→ **RECORD EXCERPTS**:
++++

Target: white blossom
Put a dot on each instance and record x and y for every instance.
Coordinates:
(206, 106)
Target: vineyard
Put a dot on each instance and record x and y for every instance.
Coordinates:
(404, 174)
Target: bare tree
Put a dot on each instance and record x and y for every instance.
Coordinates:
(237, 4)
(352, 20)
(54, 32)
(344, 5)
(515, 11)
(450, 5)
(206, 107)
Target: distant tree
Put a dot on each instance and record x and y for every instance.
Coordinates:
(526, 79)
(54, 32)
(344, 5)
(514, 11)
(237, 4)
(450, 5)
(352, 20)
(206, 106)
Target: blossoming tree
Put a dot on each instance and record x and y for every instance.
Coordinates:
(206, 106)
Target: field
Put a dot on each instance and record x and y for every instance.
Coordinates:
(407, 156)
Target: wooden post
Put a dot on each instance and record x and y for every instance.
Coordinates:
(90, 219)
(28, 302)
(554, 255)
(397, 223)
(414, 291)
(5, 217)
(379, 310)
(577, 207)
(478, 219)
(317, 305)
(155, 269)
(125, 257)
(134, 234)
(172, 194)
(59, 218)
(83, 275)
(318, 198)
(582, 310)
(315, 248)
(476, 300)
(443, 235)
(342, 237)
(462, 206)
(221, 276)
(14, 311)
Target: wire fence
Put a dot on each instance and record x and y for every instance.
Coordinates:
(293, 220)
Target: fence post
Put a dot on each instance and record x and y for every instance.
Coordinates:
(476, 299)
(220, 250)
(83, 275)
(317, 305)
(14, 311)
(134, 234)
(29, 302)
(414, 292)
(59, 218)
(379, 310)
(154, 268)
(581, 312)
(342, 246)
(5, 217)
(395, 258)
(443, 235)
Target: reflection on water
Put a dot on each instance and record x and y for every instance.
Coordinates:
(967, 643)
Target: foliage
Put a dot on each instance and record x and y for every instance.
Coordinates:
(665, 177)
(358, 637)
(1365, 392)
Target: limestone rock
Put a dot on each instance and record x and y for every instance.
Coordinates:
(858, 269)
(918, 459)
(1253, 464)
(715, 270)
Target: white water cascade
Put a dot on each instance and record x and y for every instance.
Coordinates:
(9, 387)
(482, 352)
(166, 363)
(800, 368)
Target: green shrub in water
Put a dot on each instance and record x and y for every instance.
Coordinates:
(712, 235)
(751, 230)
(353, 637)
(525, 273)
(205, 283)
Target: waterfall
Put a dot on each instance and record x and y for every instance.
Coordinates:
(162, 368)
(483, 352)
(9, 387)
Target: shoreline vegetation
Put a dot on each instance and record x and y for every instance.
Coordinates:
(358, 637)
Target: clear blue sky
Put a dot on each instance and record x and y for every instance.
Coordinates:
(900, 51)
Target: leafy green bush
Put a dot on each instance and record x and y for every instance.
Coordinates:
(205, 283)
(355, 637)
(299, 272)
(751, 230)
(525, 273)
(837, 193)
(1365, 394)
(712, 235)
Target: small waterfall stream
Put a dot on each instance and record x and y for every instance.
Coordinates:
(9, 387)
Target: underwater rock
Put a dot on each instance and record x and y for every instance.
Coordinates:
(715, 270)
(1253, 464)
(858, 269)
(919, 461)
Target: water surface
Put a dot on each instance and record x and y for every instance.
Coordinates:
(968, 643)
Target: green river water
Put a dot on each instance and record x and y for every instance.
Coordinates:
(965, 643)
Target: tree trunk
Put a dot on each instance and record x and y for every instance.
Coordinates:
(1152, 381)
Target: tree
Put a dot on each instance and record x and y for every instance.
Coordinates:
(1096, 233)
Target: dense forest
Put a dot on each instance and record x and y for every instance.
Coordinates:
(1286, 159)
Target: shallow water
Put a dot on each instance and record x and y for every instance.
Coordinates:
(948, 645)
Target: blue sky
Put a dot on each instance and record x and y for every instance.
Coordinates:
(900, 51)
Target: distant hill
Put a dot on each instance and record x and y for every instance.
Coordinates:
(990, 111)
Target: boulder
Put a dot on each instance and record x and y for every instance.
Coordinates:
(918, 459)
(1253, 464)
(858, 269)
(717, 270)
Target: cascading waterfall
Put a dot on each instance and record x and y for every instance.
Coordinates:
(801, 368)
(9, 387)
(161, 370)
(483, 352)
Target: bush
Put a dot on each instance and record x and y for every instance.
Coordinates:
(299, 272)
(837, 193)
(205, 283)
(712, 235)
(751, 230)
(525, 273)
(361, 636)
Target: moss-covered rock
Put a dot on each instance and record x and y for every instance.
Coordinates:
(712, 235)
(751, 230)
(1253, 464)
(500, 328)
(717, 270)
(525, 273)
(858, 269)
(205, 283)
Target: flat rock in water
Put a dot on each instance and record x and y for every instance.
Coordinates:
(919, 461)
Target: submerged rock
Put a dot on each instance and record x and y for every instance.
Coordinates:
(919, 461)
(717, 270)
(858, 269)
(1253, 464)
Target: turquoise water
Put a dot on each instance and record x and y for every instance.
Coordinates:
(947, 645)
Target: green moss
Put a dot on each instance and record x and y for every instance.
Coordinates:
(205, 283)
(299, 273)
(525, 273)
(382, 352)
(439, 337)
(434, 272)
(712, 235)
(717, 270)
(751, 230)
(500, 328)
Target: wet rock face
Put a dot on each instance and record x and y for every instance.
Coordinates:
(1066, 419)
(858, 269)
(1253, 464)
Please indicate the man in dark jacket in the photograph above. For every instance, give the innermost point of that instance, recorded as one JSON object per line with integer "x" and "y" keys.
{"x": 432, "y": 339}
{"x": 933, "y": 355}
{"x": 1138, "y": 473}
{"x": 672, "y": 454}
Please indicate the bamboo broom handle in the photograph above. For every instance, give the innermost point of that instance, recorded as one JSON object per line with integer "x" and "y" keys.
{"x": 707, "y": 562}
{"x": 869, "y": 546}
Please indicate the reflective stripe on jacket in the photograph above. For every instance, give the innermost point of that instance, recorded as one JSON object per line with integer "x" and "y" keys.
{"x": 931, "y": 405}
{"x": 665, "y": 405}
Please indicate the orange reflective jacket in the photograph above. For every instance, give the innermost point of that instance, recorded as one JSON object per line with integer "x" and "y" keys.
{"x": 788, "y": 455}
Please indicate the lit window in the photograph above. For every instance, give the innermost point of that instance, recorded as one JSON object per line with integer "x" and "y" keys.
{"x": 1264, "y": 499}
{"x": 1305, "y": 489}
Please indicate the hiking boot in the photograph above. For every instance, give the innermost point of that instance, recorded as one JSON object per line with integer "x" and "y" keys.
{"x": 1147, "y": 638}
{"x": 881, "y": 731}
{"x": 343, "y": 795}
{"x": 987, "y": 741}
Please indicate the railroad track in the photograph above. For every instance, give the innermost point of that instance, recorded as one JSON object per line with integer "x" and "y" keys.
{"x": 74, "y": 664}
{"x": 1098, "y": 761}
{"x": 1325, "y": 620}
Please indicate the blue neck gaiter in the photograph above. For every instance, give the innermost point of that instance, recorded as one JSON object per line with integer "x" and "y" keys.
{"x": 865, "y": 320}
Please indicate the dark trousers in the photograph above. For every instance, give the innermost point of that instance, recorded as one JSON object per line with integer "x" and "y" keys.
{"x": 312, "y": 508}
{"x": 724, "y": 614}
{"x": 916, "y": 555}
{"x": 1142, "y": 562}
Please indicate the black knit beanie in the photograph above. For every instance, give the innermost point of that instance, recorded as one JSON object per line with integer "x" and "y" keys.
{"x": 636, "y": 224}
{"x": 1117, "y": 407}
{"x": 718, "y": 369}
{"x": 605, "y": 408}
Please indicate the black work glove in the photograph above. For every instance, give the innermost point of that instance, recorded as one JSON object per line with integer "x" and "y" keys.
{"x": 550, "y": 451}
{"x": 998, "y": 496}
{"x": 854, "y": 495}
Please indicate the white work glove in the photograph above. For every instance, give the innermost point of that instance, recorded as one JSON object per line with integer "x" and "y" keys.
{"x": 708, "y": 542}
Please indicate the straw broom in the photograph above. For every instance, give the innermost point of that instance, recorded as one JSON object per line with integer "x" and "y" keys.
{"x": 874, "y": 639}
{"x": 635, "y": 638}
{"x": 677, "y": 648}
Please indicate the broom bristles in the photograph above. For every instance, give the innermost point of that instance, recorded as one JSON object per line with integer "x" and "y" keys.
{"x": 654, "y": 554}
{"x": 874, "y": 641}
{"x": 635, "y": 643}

++++

Every line from the one containing "Please indicate the railroad" through the last line must be copied exactly; leave out the rest.

Please indicate the railroad track in the photograph above. For every instance, give the innermost point of that instance, recorded as one JSON object per line with integer "x" and "y" keys.
{"x": 74, "y": 664}
{"x": 1098, "y": 761}
{"x": 1325, "y": 620}
Please indicate the blue neck gaiter in the photograph above. For every instance, give the innermost point of that instance, recorded as one JSON object per line with integer "x" and "y" keys.
{"x": 865, "y": 320}
Please indicate the dark trousers in the photograph above. For every instance, give the innermost point of that instance, recorded as one JSON object per line with integer "x" and "y" keys.
{"x": 312, "y": 508}
{"x": 724, "y": 614}
{"x": 916, "y": 555}
{"x": 1142, "y": 562}
Please indicate the black knit beanie in the photograph above. For every instance, give the innermost point of that instance, recorded as one JSON object per line with integer "x" and "y" keys.
{"x": 636, "y": 224}
{"x": 1117, "y": 407}
{"x": 718, "y": 369}
{"x": 605, "y": 408}
Please indicate the black work glove in the photograph above. For every instance, give the innermost point of that instance, recorded as one JSON object per line with integer "x" and "y" keys.
{"x": 550, "y": 451}
{"x": 998, "y": 496}
{"x": 854, "y": 495}
Please indicate the white work glove in the photograph above. For every instance, give the innermost point of that instance, recorded as one JSON object per line with integer "x" and "y" keys.
{"x": 708, "y": 542}
Please indicate the straw broom in the photograph above. For every instance, give the innermost point of that instance, recorded as one JSON object per line with integer "x" and "y" keys.
{"x": 874, "y": 639}
{"x": 635, "y": 638}
{"x": 677, "y": 648}
Please indicate the broom bristles in the photograph above. For every instance, give the innermost point of that instance, recorded as one JSON object per line with integer "x" and "y" keys.
{"x": 654, "y": 554}
{"x": 874, "y": 641}
{"x": 635, "y": 643}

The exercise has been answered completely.